=== Selected excerpt ===

Example Codes and Miniapps

Example 1: Laplace Problem

This example code demonstrates the use of MFEM to define a simple isoparametric finite element discretization of the Laplace problem

$$-\Delta u = 1$$ with homogeneous Dirichlet boundary conditions. Specifically, we discretize with the finite element space coming from the mesh (linear by default, quadratic for quadratic curvilinear mesh, NURBS for NURBS mesh, etc.)

The example highlights the use of mesh refinement, finite element grid functions, as well as linear and bilinear forms corresponding to the left-hand side and right-hand side of the discrete linear system. We also cover the explicit elimination of essential boundary conditions, static condensation, and the optional connection to the GLVis tool for visualization.

The example has a serial (ex1.cpp), a parallel (ex1p.cpp), and HPC versions: performance/ex1.cpp, performance/ex1p.cpp. It also has a PETSc modification in examples/petsc.

Example 2: Linear Elasticity

This example code solves a simple linear elasticity problem describing a multi-material cantilever beam. Specifically, we approximate the weak form of

$$-{\rm div}({\sigma}({\bf u})) = 0$$ where $${\sigma}({\bf u}) = \lambda\, {\rm div}({\bf u})\,I + \mu\,(\nabla{\bf u} + \nabla{\bf u}^T)$$ is the stress tensor corresponding to displacement field ${\bf u}$, and $\lambda$ and $\mu$ are the material Lame constants. The boundary conditions are ${\bf u}=0$ on the fixed part of the boundary with attribute 1, and ${\sigma}({\bf u})\cdot n = f$ on the remainder with $f$ being a constant pull down vector on boundary elements with attribute 2, and zero otherwise. The geometry of the domain is assumed to be as follows:

The example demonstrates the use of high-order and NURBS vector finite element spaces with the linear elasticity bilinear form, meshes with curved elements, and the definition of piece-wise constant and vector coefficient objects. Static condensation is also illustrated.

The example has a serial (ex2.cpp) and a parallel (ex2p.cpp) version. It also has a PETSc modification in examples/petsc. We recommend viewing Example 1 before viewing this example.

Example 3: Definite Maxwell Problem

This example code solves a simple 3D electromagnetic diffusion problem corresponding to the second order definite Maxwell equation

$$\nabla\times\nabla\times\, E + E = f$$ with boundary condition $E \times n$ = "given tangential field". Here, we use a given exact solution $E$ and compute the corresponding r.h.s. $f$. We discretize with Nedelec finite elements in 2D or 3D.

=== Dataset content ===

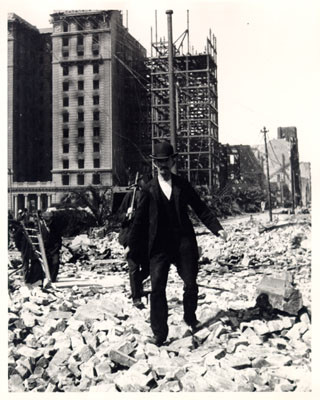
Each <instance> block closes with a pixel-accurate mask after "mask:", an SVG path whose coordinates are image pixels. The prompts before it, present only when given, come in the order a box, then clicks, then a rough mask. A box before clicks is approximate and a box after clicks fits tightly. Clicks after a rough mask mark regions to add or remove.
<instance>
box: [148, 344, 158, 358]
mask: <svg viewBox="0 0 320 400" xmlns="http://www.w3.org/2000/svg"><path fill="white" fill-rule="evenodd" d="M144 351H145V354H146V355H147V356H148V357H150V356H159V355H160V349H159V347H158V346H156V345H155V344H153V343H146V345H145V350H144Z"/></svg>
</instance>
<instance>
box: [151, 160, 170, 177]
mask: <svg viewBox="0 0 320 400" xmlns="http://www.w3.org/2000/svg"><path fill="white" fill-rule="evenodd" d="M153 164H154V166H155V167H156V168H157V170H158V174H160V175H161V176H162V177H163V179H165V180H168V179H170V175H171V168H172V167H173V165H174V159H173V157H168V158H163V159H161V160H160V159H158V160H157V159H156V160H154V161H153Z"/></svg>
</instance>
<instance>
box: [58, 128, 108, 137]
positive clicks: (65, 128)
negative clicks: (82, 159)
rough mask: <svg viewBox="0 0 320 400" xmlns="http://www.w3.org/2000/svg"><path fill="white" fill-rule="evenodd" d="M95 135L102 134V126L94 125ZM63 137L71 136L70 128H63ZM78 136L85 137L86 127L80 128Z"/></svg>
mask: <svg viewBox="0 0 320 400" xmlns="http://www.w3.org/2000/svg"><path fill="white" fill-rule="evenodd" d="M93 136H100V127H99V126H94V127H93ZM63 137H64V138H68V137H69V128H63ZM78 137H84V128H78Z"/></svg>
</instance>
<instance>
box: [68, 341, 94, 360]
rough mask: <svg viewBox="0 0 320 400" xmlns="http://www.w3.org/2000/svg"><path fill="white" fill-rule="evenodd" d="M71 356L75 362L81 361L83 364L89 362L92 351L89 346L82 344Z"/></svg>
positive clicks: (93, 351)
mask: <svg viewBox="0 0 320 400" xmlns="http://www.w3.org/2000/svg"><path fill="white" fill-rule="evenodd" d="M72 355H73V357H74V358H75V360H76V361H81V362H82V363H84V362H87V361H88V360H90V358H91V357H92V356H93V355H94V350H93V349H92V347H91V346H89V345H87V344H84V345H82V346H80V347H77V348H76V349H75V350H74V352H73V354H72Z"/></svg>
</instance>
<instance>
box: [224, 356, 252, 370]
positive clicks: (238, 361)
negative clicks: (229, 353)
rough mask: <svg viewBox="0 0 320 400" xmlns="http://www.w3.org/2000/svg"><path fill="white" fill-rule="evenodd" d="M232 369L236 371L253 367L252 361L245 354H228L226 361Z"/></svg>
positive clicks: (226, 356) (225, 358)
mask: <svg viewBox="0 0 320 400" xmlns="http://www.w3.org/2000/svg"><path fill="white" fill-rule="evenodd" d="M223 361H224V362H226V363H227V364H228V365H229V366H230V367H232V368H235V369H242V368H247V367H250V366H251V361H250V359H249V357H248V356H247V355H245V354H241V353H239V354H238V353H235V354H227V355H226V356H225V357H224V359H223Z"/></svg>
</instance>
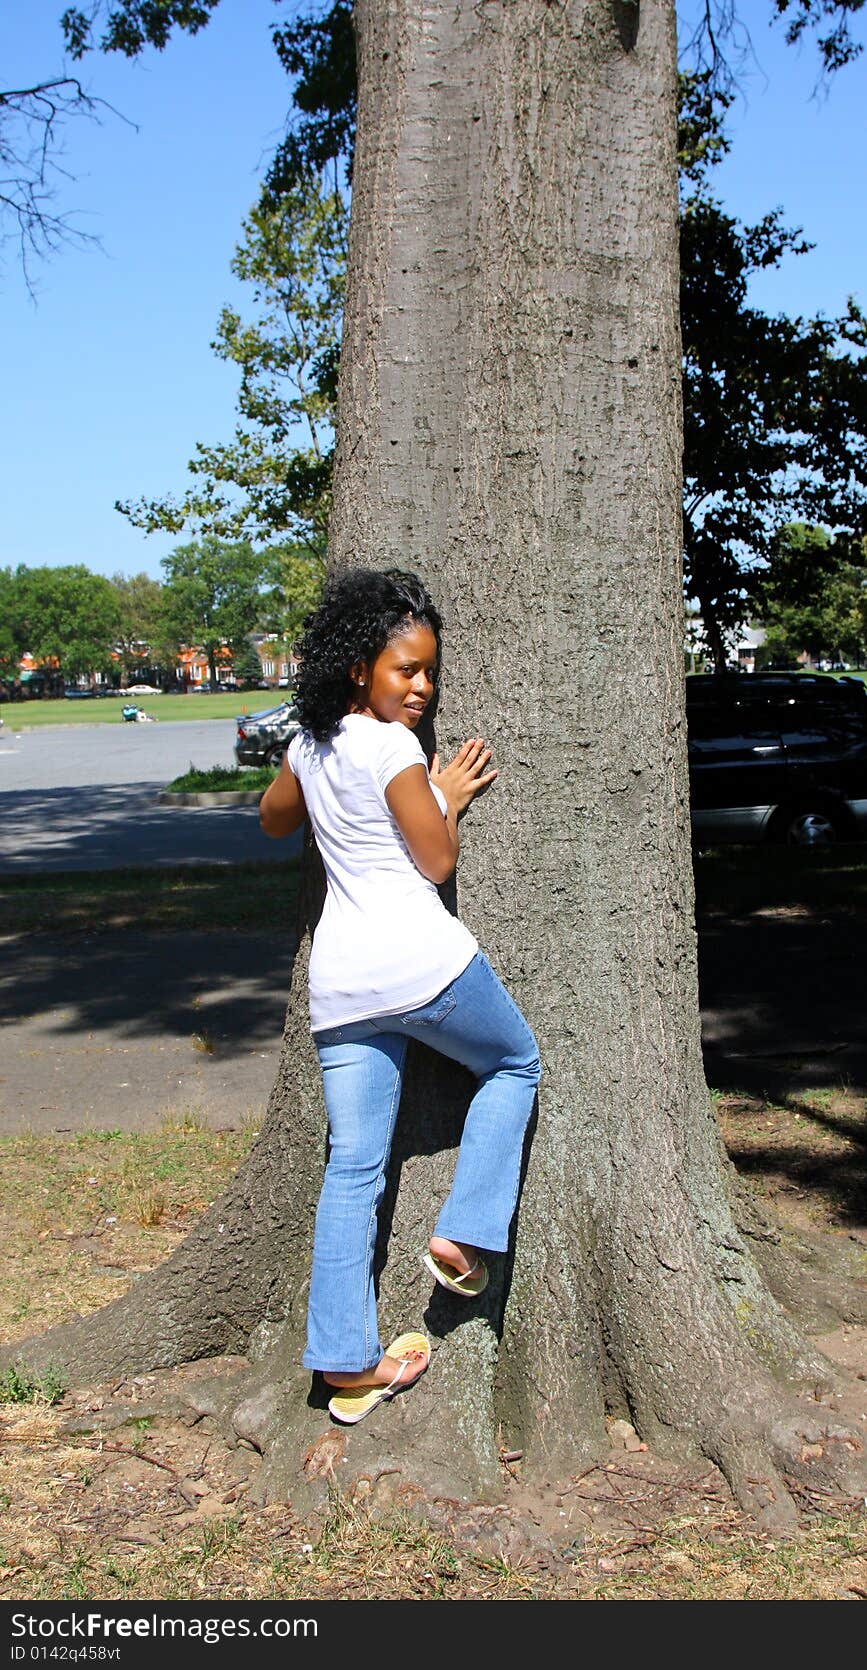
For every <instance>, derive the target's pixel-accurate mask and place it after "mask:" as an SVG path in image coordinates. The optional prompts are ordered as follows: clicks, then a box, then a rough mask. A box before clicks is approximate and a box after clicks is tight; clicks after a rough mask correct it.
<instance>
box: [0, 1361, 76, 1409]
mask: <svg viewBox="0 0 867 1670" xmlns="http://www.w3.org/2000/svg"><path fill="white" fill-rule="evenodd" d="M65 1389H67V1378H65V1374H63V1373H62V1369H58V1368H55V1366H48V1368H47V1369H43V1373H42V1374H32V1373H30V1369H28V1368H25V1366H23V1364H22V1363H10V1366H8V1368H5V1369H3V1373H2V1374H0V1403H42V1404H45V1406H47V1408H50V1406H52V1404H53V1403H60V1398H62V1396H63V1393H65Z"/></svg>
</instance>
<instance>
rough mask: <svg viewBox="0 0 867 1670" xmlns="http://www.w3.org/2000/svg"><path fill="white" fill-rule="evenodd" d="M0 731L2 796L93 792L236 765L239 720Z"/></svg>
mask: <svg viewBox="0 0 867 1670" xmlns="http://www.w3.org/2000/svg"><path fill="white" fill-rule="evenodd" d="M8 711H10V710H8V706H7V708H5V710H3V713H5V716H7V723H5V726H3V730H0V793H3V792H5V790H7V788H12V790H15V788H94V787H99V785H102V783H159V785H160V787H162V785H164V783H170V780H172V777H180V772H185V770H187V768H189V767H190V765H195V767H199V768H200V770H202V768H207V767H209V765H234V763H236V757H234V753H232V745H234V740H236V725H234V720H190V721H189V723H187V721H184V720H179V721H177V723H175V721H172V723H167V725H160V723H159V721H157V723H155V725H124V723H122V721H119V723H117V725H45V726H38V728H33V730H22V731H15V730H13V726H12V723H10V720H8Z"/></svg>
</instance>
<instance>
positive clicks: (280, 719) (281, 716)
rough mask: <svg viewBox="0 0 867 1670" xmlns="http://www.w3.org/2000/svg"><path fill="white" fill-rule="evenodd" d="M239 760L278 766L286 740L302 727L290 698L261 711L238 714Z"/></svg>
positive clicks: (238, 762)
mask: <svg viewBox="0 0 867 1670" xmlns="http://www.w3.org/2000/svg"><path fill="white" fill-rule="evenodd" d="M236 726H237V731H236V760H237V763H239V765H279V763H281V760H282V757H284V753H286V746H287V743H289V741H291V740H292V736H294V735H296V731H297V730H299V728H301V726H299V720H297V713H296V710H294V706H292V703H291V701H281V705H279V706H277V708H262V710H261V711H259V713H239V715H237V718H236Z"/></svg>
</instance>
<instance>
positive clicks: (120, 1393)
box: [0, 905, 867, 1600]
mask: <svg viewBox="0 0 867 1670" xmlns="http://www.w3.org/2000/svg"><path fill="white" fill-rule="evenodd" d="M862 924H864V917H862V913H857V912H849V910H845V908H834V910H827V912H824V913H819V915H817V913H815V912H809V910H800V908H799V907H797V905H795V907H785V908H780V907H775V908H768V910H763V908H760V910H750V912H745V913H743V915H737V913H725V912H720V910H713V912H708V913H707V915H705V917H703V918H702V920H700V945H698V950H700V982H702V1019H703V1039H705V1060H707V1069H708V1080H710V1084H712V1087H713V1094H715V1104H717V1112H718V1117H720V1124H722V1131H723V1136H725V1141H727V1146H728V1151H730V1154H732V1157H733V1161H735V1164H737V1167H738V1171H740V1174H742V1177H745V1179H747V1181H748V1186H750V1187H752V1189H755V1191H757V1192H758V1196H760V1199H762V1204H768V1206H770V1207H772V1209H773V1211H775V1212H777V1214H778V1216H780V1221H782V1226H783V1234H787V1232H788V1234H799V1236H807V1237H809V1239H810V1237H812V1241H814V1244H815V1247H817V1249H820V1247H822V1246H834V1249H837V1253H840V1256H842V1258H844V1259H845V1261H847V1263H849V1269H850V1273H852V1274H854V1276H857V1271H859V1268H860V1269H862V1271H864V1256H865V1254H864V1249H865V1246H867V1209H865V1206H867V1201H865V1196H867V1166H865V1154H864V1141H865V1111H867V1040H865V1037H864V1020H862V1010H864V1005H862V960H864V934H862ZM5 952H7V957H5V967H3V977H2V979H3V985H2V995H3V1000H5V1007H3V1032H2V1042H3V1060H2V1069H0V1109H2V1112H0V1132H2V1134H5V1136H7V1146H8V1147H10V1162H12V1164H10V1171H13V1172H15V1189H13V1191H12V1194H10V1207H8V1214H7V1217H5V1227H3V1229H2V1231H0V1239H2V1251H3V1256H5V1266H7V1271H8V1276H7V1284H5V1293H3V1294H2V1296H0V1333H2V1334H3V1338H7V1339H13V1338H23V1336H25V1334H27V1333H32V1331H38V1329H42V1328H43V1326H48V1324H50V1323H52V1321H55V1319H58V1318H60V1316H62V1314H68V1313H70V1309H84V1311H87V1309H90V1308H95V1306H97V1304H100V1303H105V1301H107V1299H109V1298H112V1296H114V1294H117V1293H120V1291H124V1289H125V1288H127V1286H129V1281H130V1279H135V1276H137V1274H139V1273H142V1271H144V1269H147V1268H149V1266H150V1264H152V1263H155V1261H159V1259H160V1258H164V1256H165V1254H167V1253H169V1251H170V1249H172V1246H174V1244H177V1241H179V1239H180V1237H182V1236H184V1234H185V1232H187V1229H189V1224H190V1221H192V1217H194V1216H195V1214H197V1212H199V1211H200V1209H202V1207H204V1206H207V1202H209V1201H210V1199H214V1196H215V1194H217V1192H219V1189H221V1187H222V1182H224V1177H226V1176H227V1174H229V1171H231V1169H232V1167H234V1166H236V1164H237V1159H239V1157H241V1151H242V1146H244V1141H246V1139H247V1136H252V1132H254V1124H257V1119H259V1116H261V1112H262V1111H264V1106H266V1101H267V1092H269V1089H271V1082H272V1077H274V1069H276V1059H277V1050H279V1039H281V1030H282V1012H284V1002H286V992H287V985H289V974H291V945H289V944H287V942H286V940H284V944H282V945H276V944H274V939H272V937H271V935H267V934H264V932H256V934H247V932H232V934H222V935H217V934H205V932H200V934H195V932H185V934H182V935H179V934H167V932H147V930H145V932H135V930H132V929H129V927H127V929H124V930H122V932H120V930H112V929H105V930H104V932H89V934H58V935H53V937H48V935H45V934H37V935H33V937H32V939H25V937H20V939H17V940H12V939H10V940H7V945H5ZM130 1132H132V1136H127V1134H130ZM165 1132H169V1136H165ZM125 1142H127V1144H132V1146H134V1151H135V1152H132V1149H124V1144H125ZM149 1144H150V1147H149ZM167 1144H169V1146H167ZM184 1146H185V1147H184ZM182 1147H184V1152H180V1149H182ZM150 1149H152V1152H150ZM194 1151H195V1152H194ZM52 1156H53V1159H52ZM52 1164H53V1166H55V1172H53V1174H52V1177H48V1179H47V1176H45V1172H47V1167H48V1166H52ZM112 1167H114V1171H112ZM62 1174H63V1176H62ZM63 1179H65V1181H63ZM40 1201H42V1204H40ZM817 1343H819V1346H820V1349H822V1351H825V1354H827V1356H829V1359H830V1361H832V1363H835V1364H837V1366H839V1369H840V1376H839V1389H837V1391H835V1393H834V1391H832V1393H827V1394H822V1399H824V1406H827V1409H829V1414H830V1411H834V1420H840V1418H842V1420H845V1423H847V1425H849V1428H850V1430H852V1431H864V1430H865V1428H867V1313H865V1311H864V1309H857V1308H855V1309H854V1311H850V1313H849V1316H847V1319H845V1321H842V1323H837V1324H835V1326H830V1321H829V1319H827V1318H825V1321H824V1324H822V1329H820V1331H819V1333H817ZM232 1366H237V1368H241V1366H242V1363H241V1359H239V1361H237V1364H232V1363H224V1364H214V1363H207V1364H194V1366H189V1368H180V1369H175V1371H172V1373H169V1374H160V1376H137V1378H134V1379H132V1381H120V1383H114V1384H109V1386H90V1388H77V1389H75V1391H74V1393H63V1394H62V1396H60V1398H58V1401H55V1403H52V1401H50V1398H52V1396H53V1393H50V1388H42V1391H40V1389H38V1388H37V1391H35V1394H33V1396H30V1398H27V1401H7V1403H2V1404H0V1505H2V1506H3V1526H2V1530H0V1545H2V1546H0V1595H2V1597H5V1598H33V1600H37V1598H65V1597H74V1598H77V1597H94V1598H107V1600H109V1598H120V1600H122V1598H127V1597H135V1598H140V1597H149V1595H157V1597H160V1598H167V1600H169V1598H194V1600H195V1598H205V1597H209V1598H226V1600H234V1598H271V1597H281V1598H304V1597H307V1598H309V1597H321V1598H404V1597H411V1598H840V1600H859V1598H867V1535H865V1518H864V1503H862V1501H852V1500H849V1501H844V1500H835V1498H830V1496H827V1495H825V1493H824V1491H822V1490H819V1488H817V1490H815V1491H810V1490H809V1488H805V1486H804V1485H800V1486H799V1488H797V1503H799V1508H800V1513H802V1526H800V1531H799V1533H797V1535H795V1536H792V1538H788V1540H773V1538H768V1536H767V1535H763V1533H762V1531H760V1530H758V1528H757V1526H755V1525H752V1523H750V1521H748V1520H747V1518H745V1515H742V1513H740V1511H738V1510H737V1506H735V1505H733V1501H732V1496H730V1493H728V1488H727V1485H725V1481H723V1478H722V1475H718V1473H717V1470H715V1468H712V1466H708V1465H707V1463H705V1465H685V1463H673V1461H672V1460H667V1458H663V1456H660V1455H653V1453H652V1451H648V1450H645V1448H641V1441H640V1438H638V1435H635V1433H633V1431H631V1430H621V1428H620V1430H618V1428H615V1426H611V1433H610V1451H608V1453H606V1455H603V1456H596V1458H595V1460H593V1461H591V1463H588V1466H586V1470H583V1471H581V1473H578V1475H576V1476H573V1478H566V1480H558V1481H553V1483H551V1485H550V1488H546V1490H543V1491H538V1490H531V1488H528V1485H526V1483H525V1481H523V1478H521V1456H520V1455H516V1453H503V1458H501V1465H503V1503H501V1506H498V1508H478V1506H476V1508H473V1506H463V1508H461V1506H459V1505H458V1503H448V1501H444V1503H439V1505H433V1506H431V1505H429V1503H428V1505H426V1511H424V1516H419V1503H418V1500H414V1498H413V1491H411V1488H408V1486H403V1485H401V1483H399V1481H398V1480H394V1476H391V1475H384V1476H381V1478H371V1480H369V1481H368V1483H366V1485H364V1481H363V1485H361V1488H359V1490H357V1491H356V1493H354V1496H352V1498H347V1496H346V1495H344V1493H342V1491H341V1458H342V1455H344V1446H346V1443H347V1440H346V1435H344V1433H337V1431H336V1430H334V1428H327V1430H326V1428H324V1430H322V1441H321V1445H319V1446H316V1453H314V1455H312V1456H311V1466H322V1468H324V1471H326V1475H327V1478H329V1506H327V1511H326V1513H324V1516H319V1518H317V1520H316V1521H312V1520H311V1521H307V1523H304V1521H302V1520H299V1516H297V1515H296V1513H294V1510H292V1506H291V1503H282V1505H277V1506H267V1508H262V1506H257V1505H256V1500H254V1498H256V1478H257V1471H259V1466H261V1458H259V1455H257V1453H256V1451H254V1450H251V1448H247V1446H246V1445H244V1443H241V1445H239V1446H236V1448H229V1446H227V1445H226V1441H224V1436H222V1433H221V1431H219V1430H217V1428H215V1425H214V1423H212V1421H210V1420H209V1418H207V1416H205V1418H199V1414H197V1413H195V1411H194V1403H195V1398H194V1396H192V1398H190V1393H194V1389H195V1381H197V1379H199V1378H200V1376H210V1374H212V1373H214V1371H215V1369H221V1368H224V1369H231V1368H232ZM817 1416H820V1409H819V1408H817V1404H815V1401H814V1398H812V1396H810V1394H807V1396H805V1421H807V1418H810V1420H814V1421H815V1418H817Z"/></svg>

===

- What you have to do: Transcribe the passage of the MFEM example codes text starting at "The example has a serial (ex2.cpp)" and ending at "in 2D or 3D.".

- Solution to this task:
The example has a serial (ex2.cpp) and a parallel (ex2p.cpp) version. It also has a PETSc modification in examples/petsc. We recommend viewing Example 1 before viewing this example.

Example 3: Definite Maxwell Problem

This example code solves a simple 3D electromagnetic diffusion problem corresponding to the second order definite Maxwell equation

$$\nabla\times\nabla\times\, E + E = f$$ with boundary condition $E \times n$ = "given tangential field". Here, we use a given exact solution $E$ and compute the corresponding r.h.s. $f$. We discretize with Nedelec finite elements in 2D or 3D.